TEXTO DADO:
Divagaciones
Hablaba en mi artículo Animación:Abstracción de la aparición de un cine anarrativo, el cual busca desligarse de cualquier relación con la literatura reduciendo los elementos del guión a un mínimo, casi de la misma manera que el modernismo en pintura se caracterizó por su renuncia al tema narrado. De esa manera, se abandonaron géneros, como la pintura de historia o la religiosa, que habían constituido el núcleo del trabajo pictórico hasta bien entrado el siglo XIX, y que no volverían a resurgir hasta la crisis del modernismo en los 70, esta vez en forma de arte conceptual. Un estilo, como se sabe, en el que lo esencial es el mensaje, y se propone desprovisto de cualquier tipo de intenciones formales, como bien conviene al movimiento en el que se inscribe, el posmodernismo, esencialmente literario.

EXTRACTO DE DATOS:
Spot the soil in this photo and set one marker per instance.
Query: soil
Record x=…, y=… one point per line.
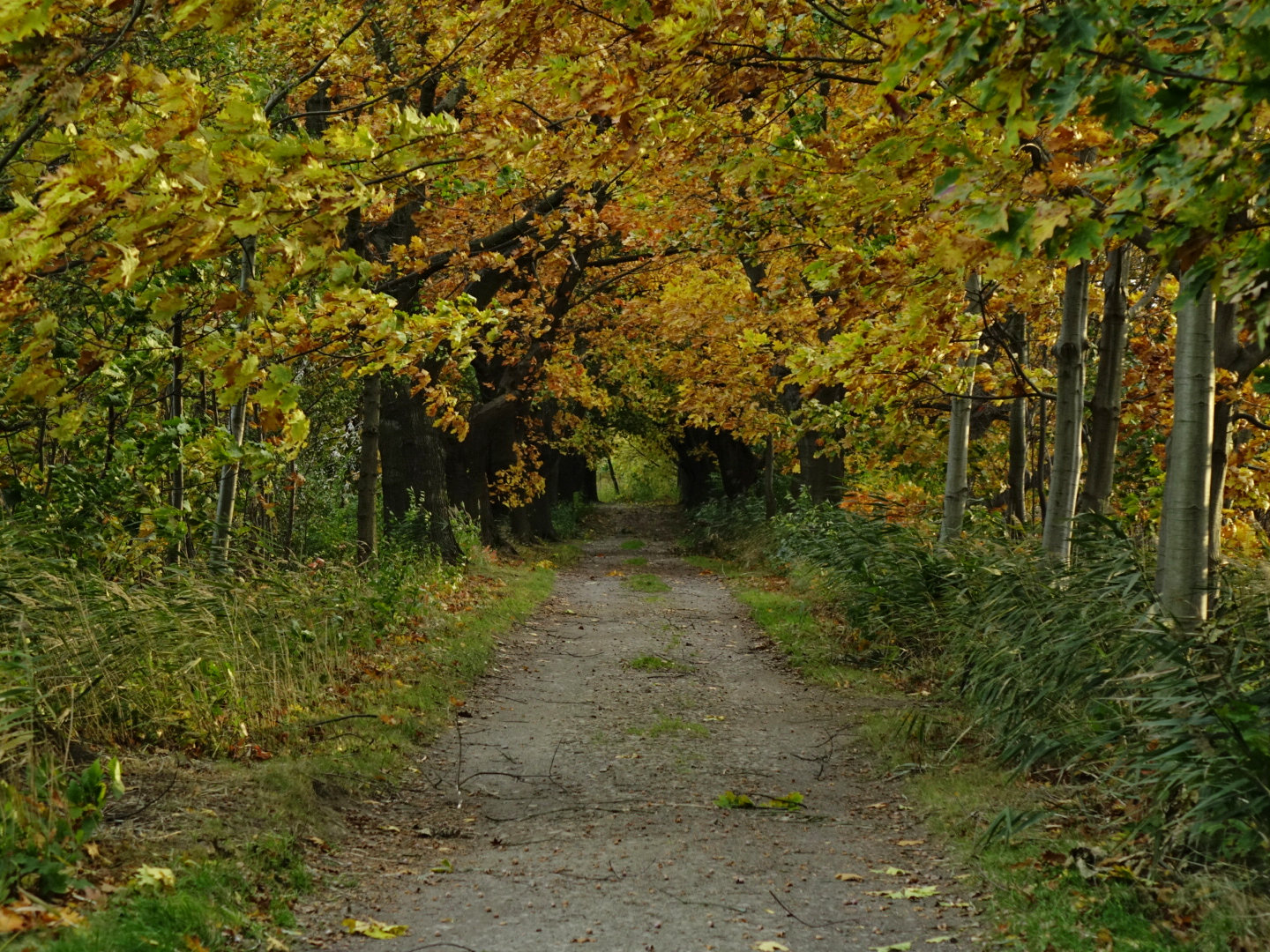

CONSIGNA DEL EJERCICIO: Copia literalmente el pasaje del texto sobre el cine anarrativo que va desde "Divagaciones" hasta "posmodernismo, esencialmente literario.". El material no guarda relación con el texto sobre el cine anarrativo.

RESPUESTA COMPLETA:
Divagaciones
Hablaba en mi artículo Animación:Abstracción de la aparición de un cine anarrativo, el cual busca desligarse de cualquier relación con la literatura reduciendo los elementos del guión a un mínimo, casi de la misma manera que el modernismo en pintura se caracterizó por su renuncia al tema narrado. De esa manera, se abandonaron géneros, como la pintura de historia o la religiosa, que habían constituido el núcleo del trabajo pictórico hasta bien entrado el siglo XIX, y que no volverían a resurgir hasta la crisis del modernismo en los 70, esta vez en forma de arte conceptual. Un estilo, como se sabe, en el que lo esencial es el mensaje, y se propone desprovisto de cualquier tipo de intenciones formales, como bien conviene al movimiento en el que se inscribe, el posmodernismo, esencialmente literario.